§ **Set task**: Copy the stretch from "If you hold" through "what it owns." in the piece about museum collections, renaming "MIA" as "museum".

* start Source document *

Where Art Thou?

If you hold on to your hat and hustle over to the Minneapolis Institute of Arts, you might catch the Werner Bischoff exhibition. Bischoff did as much as anyone to define photojournalism in mid-century magazines like Du and Paris Match. His work appears on the walls in sixty or seventy frames, a pretty healthy sampling. The MIA staff have helpfully provided about 940 more images on a CD, for a grand total of about one drop in the bucket of Bischoff’s collected work. Which is a telling conundrum. Typically, no museum worth its endowment can exhibit more than a tiny fraction of what it owns.

More recently, the Web has allowed museums to hold their cards a bit further from their vests. I was pleasantly surprised to find out about the MIA’s extensive photography holdings beyond the Bischoff materials. In an idle moment scanning their collection online, I saw one of my favorite photos ever—a rusty tricycle composed by William Eggleston, titled “Memphis.” Personal obsession and screen resolution being what they are, I called the MIA right away to find out what it takes to get inside to see the real print, in the flesh. Ted Hartwell, the curator of photographs, agreed to be my guide with such eager grace that I wondered if they let just anyone off Third Avenue paw their priceless stuff.

* end Source document *
* start Recorded information *

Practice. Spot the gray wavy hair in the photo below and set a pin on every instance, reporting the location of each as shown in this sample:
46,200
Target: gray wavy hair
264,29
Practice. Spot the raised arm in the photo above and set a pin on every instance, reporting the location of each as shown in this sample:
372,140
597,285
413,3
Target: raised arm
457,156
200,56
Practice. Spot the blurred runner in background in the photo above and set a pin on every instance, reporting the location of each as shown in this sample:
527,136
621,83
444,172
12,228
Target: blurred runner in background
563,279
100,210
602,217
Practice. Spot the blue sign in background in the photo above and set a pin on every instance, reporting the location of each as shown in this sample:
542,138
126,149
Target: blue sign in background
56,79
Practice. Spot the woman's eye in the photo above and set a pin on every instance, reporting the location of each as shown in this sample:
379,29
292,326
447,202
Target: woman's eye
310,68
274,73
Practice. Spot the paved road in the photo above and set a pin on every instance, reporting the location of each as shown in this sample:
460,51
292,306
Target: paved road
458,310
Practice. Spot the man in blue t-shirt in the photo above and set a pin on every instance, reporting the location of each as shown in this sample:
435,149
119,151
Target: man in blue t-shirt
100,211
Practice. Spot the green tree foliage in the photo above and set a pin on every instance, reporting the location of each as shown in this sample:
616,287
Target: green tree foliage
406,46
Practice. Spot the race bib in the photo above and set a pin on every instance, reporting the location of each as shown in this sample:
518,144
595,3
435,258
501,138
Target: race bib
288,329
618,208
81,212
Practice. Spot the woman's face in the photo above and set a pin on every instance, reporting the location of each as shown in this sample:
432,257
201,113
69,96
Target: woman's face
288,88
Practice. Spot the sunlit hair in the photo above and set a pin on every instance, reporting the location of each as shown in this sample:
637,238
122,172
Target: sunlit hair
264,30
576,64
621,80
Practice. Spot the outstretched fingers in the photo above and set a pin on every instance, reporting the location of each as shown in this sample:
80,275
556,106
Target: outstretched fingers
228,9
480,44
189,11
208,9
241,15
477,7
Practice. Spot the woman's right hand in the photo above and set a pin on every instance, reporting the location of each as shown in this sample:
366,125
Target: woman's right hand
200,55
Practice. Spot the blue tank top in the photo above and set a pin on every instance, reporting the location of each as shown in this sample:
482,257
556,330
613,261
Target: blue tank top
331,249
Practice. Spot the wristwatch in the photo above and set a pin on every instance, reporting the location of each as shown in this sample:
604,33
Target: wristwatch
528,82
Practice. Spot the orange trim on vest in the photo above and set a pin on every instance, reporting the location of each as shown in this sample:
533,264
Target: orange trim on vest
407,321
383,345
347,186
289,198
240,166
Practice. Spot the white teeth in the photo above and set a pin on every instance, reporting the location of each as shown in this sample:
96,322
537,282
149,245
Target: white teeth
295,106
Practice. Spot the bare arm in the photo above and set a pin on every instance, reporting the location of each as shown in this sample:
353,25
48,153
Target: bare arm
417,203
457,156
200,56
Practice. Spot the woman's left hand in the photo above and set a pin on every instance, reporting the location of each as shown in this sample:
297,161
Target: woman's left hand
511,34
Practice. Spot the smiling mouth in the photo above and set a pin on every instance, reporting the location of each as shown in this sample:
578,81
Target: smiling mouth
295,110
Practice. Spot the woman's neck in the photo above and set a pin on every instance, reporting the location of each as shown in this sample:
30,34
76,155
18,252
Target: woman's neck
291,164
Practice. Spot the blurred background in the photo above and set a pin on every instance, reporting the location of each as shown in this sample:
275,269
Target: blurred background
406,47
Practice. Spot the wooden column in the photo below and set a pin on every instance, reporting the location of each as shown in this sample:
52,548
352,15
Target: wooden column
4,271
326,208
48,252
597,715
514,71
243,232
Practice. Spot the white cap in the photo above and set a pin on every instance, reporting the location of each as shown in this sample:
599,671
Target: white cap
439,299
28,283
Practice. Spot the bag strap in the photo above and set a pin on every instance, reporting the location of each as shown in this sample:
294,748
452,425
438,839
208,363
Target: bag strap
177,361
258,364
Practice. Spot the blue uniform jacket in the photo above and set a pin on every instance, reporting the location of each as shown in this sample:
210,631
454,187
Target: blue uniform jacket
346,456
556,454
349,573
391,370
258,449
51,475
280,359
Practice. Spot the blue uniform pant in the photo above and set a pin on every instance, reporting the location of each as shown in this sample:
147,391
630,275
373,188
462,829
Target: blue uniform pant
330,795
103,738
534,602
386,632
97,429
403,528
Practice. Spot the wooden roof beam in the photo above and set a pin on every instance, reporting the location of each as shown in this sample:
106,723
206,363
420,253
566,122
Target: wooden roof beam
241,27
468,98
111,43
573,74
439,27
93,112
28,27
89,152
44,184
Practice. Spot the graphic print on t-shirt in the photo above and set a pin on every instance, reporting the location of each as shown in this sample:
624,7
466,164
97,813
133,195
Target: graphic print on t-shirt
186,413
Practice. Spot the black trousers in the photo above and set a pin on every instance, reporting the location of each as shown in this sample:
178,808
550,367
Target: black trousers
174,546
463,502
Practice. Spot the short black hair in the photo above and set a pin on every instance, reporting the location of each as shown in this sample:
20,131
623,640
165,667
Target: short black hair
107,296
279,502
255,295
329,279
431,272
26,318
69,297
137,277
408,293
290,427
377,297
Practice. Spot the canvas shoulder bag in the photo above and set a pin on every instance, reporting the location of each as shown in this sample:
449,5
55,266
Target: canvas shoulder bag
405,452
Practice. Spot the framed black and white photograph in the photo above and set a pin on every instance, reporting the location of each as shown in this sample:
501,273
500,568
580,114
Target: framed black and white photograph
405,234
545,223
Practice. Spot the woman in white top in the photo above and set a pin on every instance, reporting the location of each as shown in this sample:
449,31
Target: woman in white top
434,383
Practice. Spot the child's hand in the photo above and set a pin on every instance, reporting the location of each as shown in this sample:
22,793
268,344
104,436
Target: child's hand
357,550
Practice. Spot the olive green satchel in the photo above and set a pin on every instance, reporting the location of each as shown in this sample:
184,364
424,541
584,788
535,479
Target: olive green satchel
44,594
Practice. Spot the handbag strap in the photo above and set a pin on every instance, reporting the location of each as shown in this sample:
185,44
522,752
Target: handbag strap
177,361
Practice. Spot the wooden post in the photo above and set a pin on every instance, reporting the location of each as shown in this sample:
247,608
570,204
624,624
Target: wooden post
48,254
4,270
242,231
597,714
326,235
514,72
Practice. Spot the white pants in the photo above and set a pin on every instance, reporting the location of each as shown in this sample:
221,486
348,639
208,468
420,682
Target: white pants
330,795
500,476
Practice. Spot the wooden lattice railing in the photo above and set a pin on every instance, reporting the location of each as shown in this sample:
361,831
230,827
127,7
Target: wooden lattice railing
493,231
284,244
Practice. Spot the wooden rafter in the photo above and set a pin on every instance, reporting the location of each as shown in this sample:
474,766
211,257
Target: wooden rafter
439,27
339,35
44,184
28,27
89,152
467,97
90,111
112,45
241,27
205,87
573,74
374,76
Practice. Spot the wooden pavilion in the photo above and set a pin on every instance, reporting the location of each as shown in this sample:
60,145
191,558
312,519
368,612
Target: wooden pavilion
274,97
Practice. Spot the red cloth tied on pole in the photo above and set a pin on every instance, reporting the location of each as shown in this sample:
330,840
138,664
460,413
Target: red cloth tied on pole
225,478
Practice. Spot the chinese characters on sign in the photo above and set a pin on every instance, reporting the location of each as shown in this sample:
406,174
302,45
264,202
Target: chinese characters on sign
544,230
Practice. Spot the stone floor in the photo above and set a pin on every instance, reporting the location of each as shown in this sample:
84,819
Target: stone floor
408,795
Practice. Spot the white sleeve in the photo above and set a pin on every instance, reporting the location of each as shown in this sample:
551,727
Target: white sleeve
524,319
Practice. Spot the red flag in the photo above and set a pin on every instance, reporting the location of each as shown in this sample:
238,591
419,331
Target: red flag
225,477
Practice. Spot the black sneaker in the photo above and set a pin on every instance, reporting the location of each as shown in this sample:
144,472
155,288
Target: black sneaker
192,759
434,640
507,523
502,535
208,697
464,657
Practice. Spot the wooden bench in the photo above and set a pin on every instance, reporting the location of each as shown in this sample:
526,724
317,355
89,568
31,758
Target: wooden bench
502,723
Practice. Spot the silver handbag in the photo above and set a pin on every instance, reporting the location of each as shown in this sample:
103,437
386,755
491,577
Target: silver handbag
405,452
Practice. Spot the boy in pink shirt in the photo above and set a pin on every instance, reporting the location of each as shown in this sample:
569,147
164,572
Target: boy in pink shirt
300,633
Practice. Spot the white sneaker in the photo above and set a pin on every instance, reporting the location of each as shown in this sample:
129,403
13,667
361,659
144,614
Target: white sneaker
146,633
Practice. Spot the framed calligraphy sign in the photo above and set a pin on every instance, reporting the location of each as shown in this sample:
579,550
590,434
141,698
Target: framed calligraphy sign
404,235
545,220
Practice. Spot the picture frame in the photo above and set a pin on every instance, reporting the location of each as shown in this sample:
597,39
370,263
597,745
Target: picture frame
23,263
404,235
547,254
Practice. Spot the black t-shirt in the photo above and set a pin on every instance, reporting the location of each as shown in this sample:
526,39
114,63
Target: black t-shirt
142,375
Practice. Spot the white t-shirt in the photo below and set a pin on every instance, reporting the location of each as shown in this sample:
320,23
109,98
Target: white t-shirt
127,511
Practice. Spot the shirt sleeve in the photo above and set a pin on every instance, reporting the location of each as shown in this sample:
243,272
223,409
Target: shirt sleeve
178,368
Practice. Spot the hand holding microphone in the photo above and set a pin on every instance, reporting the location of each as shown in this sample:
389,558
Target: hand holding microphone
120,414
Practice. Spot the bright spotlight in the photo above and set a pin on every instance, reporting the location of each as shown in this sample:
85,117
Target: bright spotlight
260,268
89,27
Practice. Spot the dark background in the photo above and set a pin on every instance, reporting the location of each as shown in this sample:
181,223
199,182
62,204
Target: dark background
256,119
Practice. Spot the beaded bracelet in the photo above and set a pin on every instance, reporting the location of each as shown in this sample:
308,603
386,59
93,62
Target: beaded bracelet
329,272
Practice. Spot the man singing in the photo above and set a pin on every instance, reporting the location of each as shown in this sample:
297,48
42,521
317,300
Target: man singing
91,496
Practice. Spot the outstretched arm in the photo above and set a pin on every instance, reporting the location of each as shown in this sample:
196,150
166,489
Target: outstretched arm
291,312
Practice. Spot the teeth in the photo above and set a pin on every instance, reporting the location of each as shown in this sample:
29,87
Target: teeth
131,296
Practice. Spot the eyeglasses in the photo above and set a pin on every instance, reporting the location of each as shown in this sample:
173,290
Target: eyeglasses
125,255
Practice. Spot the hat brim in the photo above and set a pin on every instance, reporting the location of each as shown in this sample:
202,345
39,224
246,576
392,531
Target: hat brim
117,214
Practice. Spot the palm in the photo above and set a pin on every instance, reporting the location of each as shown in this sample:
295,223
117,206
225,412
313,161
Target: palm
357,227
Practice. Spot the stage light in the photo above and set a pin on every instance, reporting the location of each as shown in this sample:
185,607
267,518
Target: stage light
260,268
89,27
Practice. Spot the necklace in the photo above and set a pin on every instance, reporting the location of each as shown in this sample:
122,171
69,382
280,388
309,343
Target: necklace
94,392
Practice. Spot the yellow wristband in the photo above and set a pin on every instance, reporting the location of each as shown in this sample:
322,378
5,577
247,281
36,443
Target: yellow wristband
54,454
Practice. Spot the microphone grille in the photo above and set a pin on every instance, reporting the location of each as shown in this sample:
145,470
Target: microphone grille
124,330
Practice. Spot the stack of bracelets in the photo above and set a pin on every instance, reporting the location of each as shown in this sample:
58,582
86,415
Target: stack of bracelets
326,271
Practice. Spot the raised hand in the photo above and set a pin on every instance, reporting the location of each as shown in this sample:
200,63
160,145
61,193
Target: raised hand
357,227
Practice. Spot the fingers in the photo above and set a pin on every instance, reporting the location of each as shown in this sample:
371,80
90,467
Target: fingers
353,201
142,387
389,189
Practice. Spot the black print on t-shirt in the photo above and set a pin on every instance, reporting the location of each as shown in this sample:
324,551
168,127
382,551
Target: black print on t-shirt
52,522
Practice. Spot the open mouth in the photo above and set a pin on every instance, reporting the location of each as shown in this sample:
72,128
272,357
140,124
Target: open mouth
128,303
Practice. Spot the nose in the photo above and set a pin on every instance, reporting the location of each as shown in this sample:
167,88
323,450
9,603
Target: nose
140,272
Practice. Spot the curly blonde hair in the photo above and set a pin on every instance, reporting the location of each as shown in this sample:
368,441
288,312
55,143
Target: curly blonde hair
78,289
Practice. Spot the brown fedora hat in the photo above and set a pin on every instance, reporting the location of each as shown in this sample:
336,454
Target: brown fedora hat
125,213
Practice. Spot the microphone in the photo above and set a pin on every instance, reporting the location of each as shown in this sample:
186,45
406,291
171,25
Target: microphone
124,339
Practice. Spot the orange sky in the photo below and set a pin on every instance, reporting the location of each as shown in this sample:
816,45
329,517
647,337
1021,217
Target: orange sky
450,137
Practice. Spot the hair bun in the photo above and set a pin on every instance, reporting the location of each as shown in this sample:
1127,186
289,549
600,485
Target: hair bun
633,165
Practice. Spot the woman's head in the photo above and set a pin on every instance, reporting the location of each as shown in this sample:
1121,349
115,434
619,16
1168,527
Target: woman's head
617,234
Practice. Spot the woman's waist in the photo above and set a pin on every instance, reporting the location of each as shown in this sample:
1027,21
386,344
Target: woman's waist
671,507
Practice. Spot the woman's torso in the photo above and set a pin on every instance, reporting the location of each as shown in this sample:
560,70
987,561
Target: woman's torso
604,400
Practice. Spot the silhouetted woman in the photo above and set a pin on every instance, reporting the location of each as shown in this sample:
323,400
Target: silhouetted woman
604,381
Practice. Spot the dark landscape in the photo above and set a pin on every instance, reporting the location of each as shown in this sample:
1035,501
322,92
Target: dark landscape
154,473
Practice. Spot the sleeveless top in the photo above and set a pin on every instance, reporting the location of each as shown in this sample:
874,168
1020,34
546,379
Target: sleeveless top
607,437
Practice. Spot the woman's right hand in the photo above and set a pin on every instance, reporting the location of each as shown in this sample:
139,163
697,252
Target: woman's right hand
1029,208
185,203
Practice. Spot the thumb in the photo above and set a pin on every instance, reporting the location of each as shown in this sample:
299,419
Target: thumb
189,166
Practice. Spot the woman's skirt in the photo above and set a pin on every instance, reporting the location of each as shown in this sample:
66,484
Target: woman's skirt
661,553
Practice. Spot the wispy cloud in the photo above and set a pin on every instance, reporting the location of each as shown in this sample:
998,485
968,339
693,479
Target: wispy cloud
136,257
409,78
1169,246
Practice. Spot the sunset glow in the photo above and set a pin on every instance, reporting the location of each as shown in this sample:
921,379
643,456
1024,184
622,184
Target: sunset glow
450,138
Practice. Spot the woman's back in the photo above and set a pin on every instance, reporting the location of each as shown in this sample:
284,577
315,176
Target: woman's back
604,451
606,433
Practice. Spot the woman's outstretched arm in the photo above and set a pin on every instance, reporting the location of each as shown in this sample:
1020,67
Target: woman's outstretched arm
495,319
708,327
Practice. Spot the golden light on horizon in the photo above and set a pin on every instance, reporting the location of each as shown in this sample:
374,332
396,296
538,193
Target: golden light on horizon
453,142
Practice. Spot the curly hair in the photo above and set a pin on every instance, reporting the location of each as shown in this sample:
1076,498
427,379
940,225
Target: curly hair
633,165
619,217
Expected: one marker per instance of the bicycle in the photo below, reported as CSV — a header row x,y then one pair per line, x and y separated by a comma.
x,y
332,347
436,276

* end Recorded information *

§ **Task answer**:
If you hold on to your hat and hustle over to the Minneapolis Institute of Arts, you might catch the Werner Bischoff exhibition. Bischoff did as much as anyone to define photojournalism in mid-century magazines like Du and Paris Match. His work appears on the walls in sixty or seventy frames, a pretty healthy sampling. The museum staff have helpfully provided about 940 more images on a CD, for a grand total of about one drop in the bucket of Bischoff’s collected work. Which is a telling conundrum. Typically, no museum worth its endowment can exhibit more than a tiny fraction of what it owns.